> _Условие задания_:
Отредактируйте приведенные ниже данные целиком, заменив везде «bounding box» на «enclosing rectangle» и оставив все остальное без изменений. Изображения в ответ не включайте.

> _Исходные данные_:
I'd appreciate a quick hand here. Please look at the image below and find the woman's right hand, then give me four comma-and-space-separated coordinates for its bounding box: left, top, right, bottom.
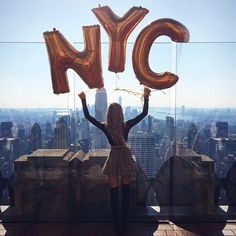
78, 92, 86, 99
143, 87, 151, 97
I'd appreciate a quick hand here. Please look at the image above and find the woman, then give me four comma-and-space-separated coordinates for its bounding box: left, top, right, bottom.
79, 88, 150, 232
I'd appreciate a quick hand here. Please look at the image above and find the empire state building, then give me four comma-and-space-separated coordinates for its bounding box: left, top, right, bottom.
94, 88, 108, 148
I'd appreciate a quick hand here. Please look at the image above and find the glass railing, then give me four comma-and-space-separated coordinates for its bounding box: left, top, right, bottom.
0, 42, 236, 221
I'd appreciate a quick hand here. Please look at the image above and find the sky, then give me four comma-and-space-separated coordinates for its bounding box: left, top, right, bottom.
0, 0, 236, 108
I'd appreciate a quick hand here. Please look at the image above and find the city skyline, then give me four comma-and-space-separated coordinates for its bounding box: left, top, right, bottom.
0, 0, 236, 109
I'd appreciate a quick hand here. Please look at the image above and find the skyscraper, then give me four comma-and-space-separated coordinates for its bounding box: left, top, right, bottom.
94, 88, 108, 148
54, 117, 70, 148
166, 116, 174, 141
0, 121, 13, 138
188, 123, 199, 152
30, 123, 42, 152
216, 121, 228, 138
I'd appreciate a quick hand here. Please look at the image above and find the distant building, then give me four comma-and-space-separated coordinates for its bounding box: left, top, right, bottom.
166, 116, 174, 141
30, 123, 42, 152
0, 138, 19, 178
216, 122, 228, 138
54, 117, 71, 148
147, 115, 153, 133
0, 122, 13, 138
188, 123, 199, 152
94, 88, 108, 148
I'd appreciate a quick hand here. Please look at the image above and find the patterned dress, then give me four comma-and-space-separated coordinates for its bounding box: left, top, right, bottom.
81, 96, 149, 176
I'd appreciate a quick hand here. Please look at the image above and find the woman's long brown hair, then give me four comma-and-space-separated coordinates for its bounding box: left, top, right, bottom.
105, 102, 126, 145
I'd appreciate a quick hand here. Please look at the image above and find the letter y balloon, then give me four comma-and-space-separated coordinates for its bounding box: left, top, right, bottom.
132, 18, 189, 89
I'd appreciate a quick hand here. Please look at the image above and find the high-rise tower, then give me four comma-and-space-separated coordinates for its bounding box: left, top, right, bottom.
94, 88, 108, 148
54, 117, 70, 148
30, 123, 42, 152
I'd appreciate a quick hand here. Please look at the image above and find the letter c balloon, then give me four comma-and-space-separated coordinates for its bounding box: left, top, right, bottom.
132, 18, 189, 89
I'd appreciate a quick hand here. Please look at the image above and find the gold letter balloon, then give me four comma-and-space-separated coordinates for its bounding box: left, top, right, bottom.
43, 6, 189, 94
43, 25, 103, 94
92, 6, 148, 72
132, 18, 189, 89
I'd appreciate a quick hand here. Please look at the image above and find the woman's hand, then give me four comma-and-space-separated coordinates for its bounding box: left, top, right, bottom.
78, 92, 86, 99
143, 87, 151, 97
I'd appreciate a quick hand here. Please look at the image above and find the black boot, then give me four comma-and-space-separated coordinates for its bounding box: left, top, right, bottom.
110, 187, 120, 233
121, 184, 130, 232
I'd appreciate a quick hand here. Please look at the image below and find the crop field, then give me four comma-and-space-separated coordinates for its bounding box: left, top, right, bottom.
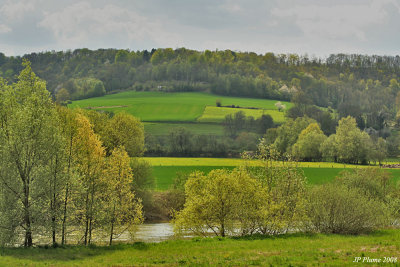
69, 91, 291, 122
144, 158, 400, 191
143, 122, 224, 136
0, 229, 400, 266
197, 106, 285, 123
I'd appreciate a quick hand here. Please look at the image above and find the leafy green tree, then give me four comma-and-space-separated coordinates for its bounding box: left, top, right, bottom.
335, 116, 372, 163
174, 169, 266, 236
274, 117, 315, 154
0, 61, 62, 247
102, 147, 143, 246
292, 123, 327, 161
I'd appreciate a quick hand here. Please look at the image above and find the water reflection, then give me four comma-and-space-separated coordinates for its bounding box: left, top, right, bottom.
134, 223, 174, 242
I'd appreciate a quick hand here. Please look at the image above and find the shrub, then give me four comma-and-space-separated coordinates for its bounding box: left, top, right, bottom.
307, 182, 388, 234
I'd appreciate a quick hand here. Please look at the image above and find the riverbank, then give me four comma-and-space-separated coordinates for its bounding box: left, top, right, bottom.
0, 230, 400, 266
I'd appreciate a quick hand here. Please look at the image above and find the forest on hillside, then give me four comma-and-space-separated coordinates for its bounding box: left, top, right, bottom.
0, 48, 400, 117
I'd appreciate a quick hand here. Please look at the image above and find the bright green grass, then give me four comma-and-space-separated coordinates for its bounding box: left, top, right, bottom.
144, 122, 224, 135
197, 106, 285, 123
153, 166, 235, 191
143, 157, 374, 168
0, 230, 400, 266
145, 158, 400, 191
69, 91, 291, 122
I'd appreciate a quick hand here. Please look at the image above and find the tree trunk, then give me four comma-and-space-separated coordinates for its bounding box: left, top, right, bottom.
61, 183, 69, 245
84, 192, 90, 246
110, 203, 115, 246
24, 183, 32, 247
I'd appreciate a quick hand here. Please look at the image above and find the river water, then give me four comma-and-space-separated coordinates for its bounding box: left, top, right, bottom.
134, 223, 174, 242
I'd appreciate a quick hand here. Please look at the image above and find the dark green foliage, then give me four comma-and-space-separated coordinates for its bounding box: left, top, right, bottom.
307, 169, 391, 234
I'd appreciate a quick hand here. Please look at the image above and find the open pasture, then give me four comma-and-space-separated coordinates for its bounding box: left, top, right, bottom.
69, 91, 291, 122
197, 106, 285, 123
144, 158, 400, 191
0, 229, 400, 266
143, 122, 224, 136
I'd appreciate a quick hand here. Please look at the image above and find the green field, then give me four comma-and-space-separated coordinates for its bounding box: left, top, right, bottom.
69, 91, 291, 122
144, 158, 400, 191
143, 122, 224, 136
0, 230, 400, 266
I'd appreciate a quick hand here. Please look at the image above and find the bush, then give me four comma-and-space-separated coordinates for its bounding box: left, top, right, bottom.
307, 182, 388, 234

> _Полный ответ_:
I'd appreciate a quick hand here. Please look at the image below and find the woman's right hand, then give me four comma-and-space-separated coordinates for its enclosing rectangle: left, top, right, bottom.
78, 92, 86, 99
143, 87, 151, 97
I'd appreciate a quick hand here. Please look at the image above and find the woman, then give me four comma-and-space-separated coordinates for its enclosing rectangle: left, top, right, bottom.
79, 88, 150, 232
I'd appreciate a quick hand here. Please look at the image above and find the empire state building, then give me four comma-and-space-separated coordinates for its enclosing rectangle: left, top, right, bottom.
94, 88, 108, 148
I'd appreciate a quick hand here. Please look at the image above and find the glass railing, then give me four comma-and-space-separated coordinates for its enclosing rectangle: left, top, right, bottom.
0, 42, 236, 221
I'd appreciate a quick hand here. Please look at the image above and find the sky, then give me four comma-and-space-separated coordinates for its enclosing rectangle: left, top, right, bottom.
0, 0, 236, 108
I'd appreciate a quick hand here. Please look at the image above and find the city skyline, then give me four comma-and-space-separated coordinates for its enclosing rectangle: left, top, right, bottom.
0, 0, 236, 109
I'd appreciate a quick hand here. Please look at the image above and find the skyscraper, then give me four comma-and-space-separated coordinates for its enclosing rectangle: left, top, right, bottom.
94, 88, 108, 148
54, 117, 70, 148
166, 116, 174, 141
0, 121, 13, 138
188, 123, 199, 152
30, 123, 42, 152
216, 121, 228, 138
I'd appreciate a quick hand here. Please look at the image above and find the distant building, then give me four comma-and-space-separated coordinates for its enclosing rectangle: left, top, right, bottom.
166, 116, 174, 141
30, 123, 42, 152
0, 138, 19, 178
216, 122, 228, 138
54, 117, 71, 148
147, 115, 153, 133
0, 122, 13, 138
188, 123, 199, 152
94, 88, 108, 148
I'd appreciate a quick hand here. Please look at the image above and find the patterned dress, then give me four comma-and-space-separated coordinates for its enclosing rectangle: left, top, right, bottom.
81, 96, 149, 176
I'd appreciate a quick hand here. Please look at the image above and find the woman's long brown hair, then give me four comma-and-space-separated coordinates for its enclosing rectangle: left, top, right, bottom.
105, 102, 126, 145
I'd appreciate a quick hand here. Please look at the image above and find the letter y balloon, then give me four comma-and-space-separated coordinates for its enclosing rectangle: left, top, right, bottom.
132, 18, 189, 89
I'd appreciate a quick hand here. Please look at the image above and find the high-rise tower, then give me four comma-and-space-separated coordinates for its enclosing rectangle: left, top, right, bottom.
94, 88, 108, 148
54, 117, 70, 148
30, 123, 42, 152
I'd appreciate a quick hand here. Please look at the image above and find the letter c balloon, then give me four comma-and-space-separated coordinates for its enclosing rectangle: left, top, right, bottom.
132, 18, 189, 89
I'd appreciate a quick hand here. Please look at the image above and find the gold letter balloon, then give me four comma-and-space-separated coordinates for its enclosing rectangle: left, top, right, bottom.
43, 6, 189, 94
43, 25, 103, 94
92, 6, 148, 72
132, 18, 189, 89
I'd appreciate a quick hand here. Please look at the image above and find the woman's hand, then give me four comma-and-space-separated coordinates for its enclosing rectangle: left, top, right, bottom.
78, 92, 86, 99
143, 87, 151, 97
I'd appreciate a quick hand here. Please look at the image above and find the black boot, then give me four comma-and-space-separated coordinates for its enclosing rectangle: left, top, right, bottom.
110, 187, 120, 233
121, 184, 130, 232
I'd appreciate a quick hand here. Please look at the image below and find the crop field, then give me four comma-and-space-separated coordinates for its enclosing rectangle: left, top, right, bottom.
69, 91, 291, 122
144, 158, 400, 191
143, 122, 224, 136
0, 229, 400, 266
197, 106, 285, 123
I'd appreciate a quick hand here. Please look at the image above and find the leafy green tree, then give me four comma-and-space-separated coordinates for its enclosing rectangle: left, top, right, bottom.
335, 116, 372, 163
174, 169, 266, 236
274, 117, 315, 154
0, 61, 62, 247
102, 147, 143, 246
292, 123, 327, 161
I'd appreciate a quick hand here. Please look at the image above and find the water reflection, then give me four comma-and-space-separated coordinates for its enclosing rectangle: left, top, right, bottom.
134, 223, 174, 242
I'd appreciate a quick hand here. Please look at the image above and find the shrub, then give me four comma-and-space-separated coordinates for its enclosing rectangle: left, top, right, bottom.
307, 182, 388, 234
I'd appreciate a quick hand here. Please look at the image above and find the riverbank, then give me four comma-and-space-separated coordinates for its enclosing rectangle: left, top, right, bottom.
0, 230, 400, 266
I'd appreciate a quick hand here. Please look at the image above and find the forest on hillside, then give me four comma-and-space-separated coordinates for its enclosing rectangle: left, top, right, bottom.
0, 48, 400, 117
I'd appreciate a quick hand here. Please look at the image above and find the bright green grass, then give me four comma-and-space-separated coordinates for its enclosing rectangle: left, top, right, bottom.
144, 122, 224, 135
197, 106, 285, 123
153, 166, 235, 191
143, 157, 374, 168
0, 230, 400, 266
145, 158, 400, 191
69, 91, 291, 122
I'd appreciate a quick hand here. Please look at the image above and find the tree trunk, then give me four comma-and-space-separated coordinates for its enclosing rectangle: left, top, right, bottom.
61, 183, 69, 245
84, 192, 90, 246
110, 203, 115, 246
24, 183, 32, 247
I'd appreciate a quick hand here. Please look at the image above and find the river water, then give me four comma-and-space-separated coordinates for its enclosing rectangle: left, top, right, bottom.
134, 223, 174, 242
I'd appreciate a quick hand here. Please look at the image above and find the dark green foliage, then give me four comma-and-space-separated coordinates for its enclosing rectangle: left, top, right, bottom.
307, 169, 391, 234
I'd appreciate a quick hand here. Please look at the image above and find the open pasture, then give me four comma-and-space-separated coordinates for its enclosing rectangle: left, top, right, bottom.
69, 91, 291, 122
197, 106, 285, 123
144, 158, 400, 191
0, 229, 400, 266
143, 122, 224, 136
I'd appreciate a quick hand here. Please look at the image above and find the green field, then give me four comma-and-space-separated coordinates for its enclosing rectangle: left, top, right, bottom.
69, 91, 291, 122
144, 158, 400, 191
143, 122, 224, 136
0, 230, 400, 266
I'd appreciate a quick hand here. Please look at the image above and find the bush, then give me four comma-and-space-separated coordinates for its enclosing rectangle: left, top, right, bottom.
307, 182, 388, 234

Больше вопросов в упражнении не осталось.